_Dataset records_:

=-=-=

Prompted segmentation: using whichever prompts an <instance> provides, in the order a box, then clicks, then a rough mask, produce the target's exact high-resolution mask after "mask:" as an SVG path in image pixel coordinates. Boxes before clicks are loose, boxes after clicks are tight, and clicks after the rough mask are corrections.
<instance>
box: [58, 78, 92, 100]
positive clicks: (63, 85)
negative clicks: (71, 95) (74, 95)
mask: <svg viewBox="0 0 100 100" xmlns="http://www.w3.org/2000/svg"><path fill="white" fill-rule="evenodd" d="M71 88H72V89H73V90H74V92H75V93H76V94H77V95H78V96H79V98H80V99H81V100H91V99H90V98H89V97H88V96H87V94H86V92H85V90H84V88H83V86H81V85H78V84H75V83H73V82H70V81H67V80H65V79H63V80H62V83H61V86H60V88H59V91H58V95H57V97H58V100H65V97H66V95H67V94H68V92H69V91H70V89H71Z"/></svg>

=-=-=

_Required work_: Each line of the material above must be retyped exactly as written.

_Answer section_:
Prompted segmentation: using whichever prompts an <instance> provides, in the order a box, then clicks, then a rough mask, produce the target's exact high-resolution mask after "mask:" as an SVG path in image pixel coordinates. Boxes before clicks are loose, boxes after clicks are tight, and clicks after the rough mask are corrections.
<instance>
box: [58, 78, 92, 100]
positive clicks: (63, 85)
negative clicks: (71, 95) (74, 95)
mask: <svg viewBox="0 0 100 100" xmlns="http://www.w3.org/2000/svg"><path fill="white" fill-rule="evenodd" d="M71 88H72V89H73V90H74V92H75V93H76V94H77V95H78V96H79V98H80V99H81V100H91V99H90V98H89V97H88V96H87V94H86V92H85V90H84V88H83V86H81V85H78V84H75V83H73V82H70V81H67V80H65V79H63V80H62V83H61V86H60V88H59V91H58V95H57V97H58V100H65V97H66V95H67V94H68V92H69V91H70V89H71Z"/></svg>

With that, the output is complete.